┏━━

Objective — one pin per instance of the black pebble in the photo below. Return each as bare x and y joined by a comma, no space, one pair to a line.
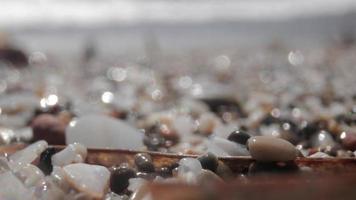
120,176
209,161
164,172
147,176
143,162
239,137
45,163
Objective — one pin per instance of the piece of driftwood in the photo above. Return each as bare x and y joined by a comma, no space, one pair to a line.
238,164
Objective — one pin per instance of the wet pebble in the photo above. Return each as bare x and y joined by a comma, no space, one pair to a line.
208,177
143,162
348,141
120,176
100,131
240,137
92,180
164,172
50,128
209,161
73,153
272,167
45,163
267,149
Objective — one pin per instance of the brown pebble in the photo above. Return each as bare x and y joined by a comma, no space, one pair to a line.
349,141
50,128
269,149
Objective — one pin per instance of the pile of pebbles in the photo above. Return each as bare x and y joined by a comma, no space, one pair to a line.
39,172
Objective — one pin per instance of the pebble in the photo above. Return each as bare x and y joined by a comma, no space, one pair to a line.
73,153
30,175
93,180
267,149
207,123
50,128
189,165
27,155
240,137
120,176
45,163
348,141
272,167
164,172
209,161
143,162
208,177
231,148
99,131
146,176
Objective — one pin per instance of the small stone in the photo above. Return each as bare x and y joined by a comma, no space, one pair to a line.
231,148
224,171
27,155
92,180
45,160
240,137
208,177
272,167
50,128
348,141
100,131
143,162
164,172
209,161
146,176
30,175
73,153
189,165
120,176
267,149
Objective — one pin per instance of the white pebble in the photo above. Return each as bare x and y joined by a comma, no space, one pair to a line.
27,155
99,131
73,153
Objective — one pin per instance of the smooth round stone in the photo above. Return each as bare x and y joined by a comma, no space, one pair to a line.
189,165
143,162
99,131
50,128
73,153
30,175
93,180
120,176
231,148
267,149
240,137
45,160
164,172
209,161
207,177
272,167
27,155
348,141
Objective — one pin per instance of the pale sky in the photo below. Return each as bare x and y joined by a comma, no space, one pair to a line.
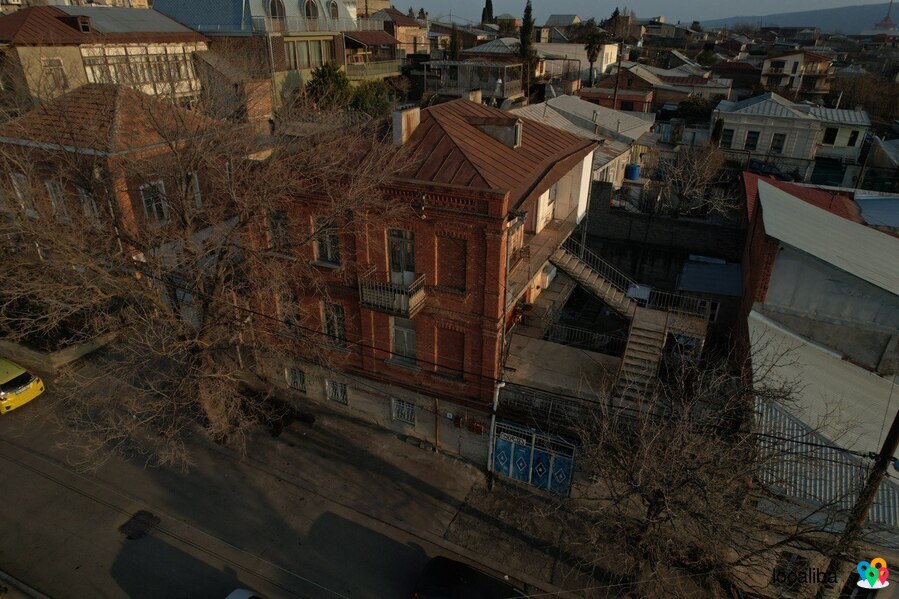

┗━━

» **What to do**: Only an exact copy of the records counts as an answer. Leave out the images.

» **Finished task**:
Objective — one pin per instance of the black pebble in the photo below. Return each as bare x and y joined by a comma, no space, one pair to a line.
120,176
209,161
164,172
147,176
143,162
239,137
45,163
Objective — one pin per instance of the piece of driftwood in the photo above. Return each as bare x and y joined by a comma, no space, one pair to a line.
238,164
Objective — one pin per instance of the wet pebble in the photo above. Return each as bare x and y joined by a comma, no space, one pair to a line.
208,177
143,162
348,141
120,176
100,131
240,137
92,180
164,172
50,128
209,161
73,153
272,167
45,163
267,149
Objective — one pin per instance of the brown pebble in the photo above. Return each as bare x and y joined by a comma, no space, one pair to a line.
349,141
50,128
269,149
Objective — one pin per instance of the pile of pebbles in the photo above. Return each as bare x and y joined by a comma, no space, one pair to a line.
39,172
Objective — one pin per instance of the pebble in the photo above. Return each as bare x and y joined by a comma, no space, one pair to a line.
73,153
30,175
93,180
267,149
207,123
50,128
189,165
27,155
240,137
120,176
45,163
348,141
272,167
164,172
209,161
143,162
208,177
231,148
99,131
146,176
Objective — one pin per instance of the small stone in the photo above. Return each as bare x and y joined by a comma, no space, one pair to a line.
231,148
224,171
27,155
92,180
45,160
240,137
208,177
272,167
50,128
348,141
100,131
143,162
164,172
209,161
146,176
30,175
73,153
189,165
120,176
267,149
Objective — one pin per instance of the white pebble in the photo above. Return each as bare x and y joined by a comma, no space, one pair to a line.
27,155
99,131
73,153
Objective — one pin per instance of the smooth round stone in the photo above. Return each as bare x and y joined by a comma, no space, one pair to a line.
189,165
143,162
99,131
50,128
73,153
30,175
93,180
120,176
231,148
267,149
240,137
45,160
164,172
209,161
207,177
272,167
27,155
348,141
Objective — one pin per instance of the pale sky in the photo below. Return each as bare x and y joined by a comma, no space, one pair to a line.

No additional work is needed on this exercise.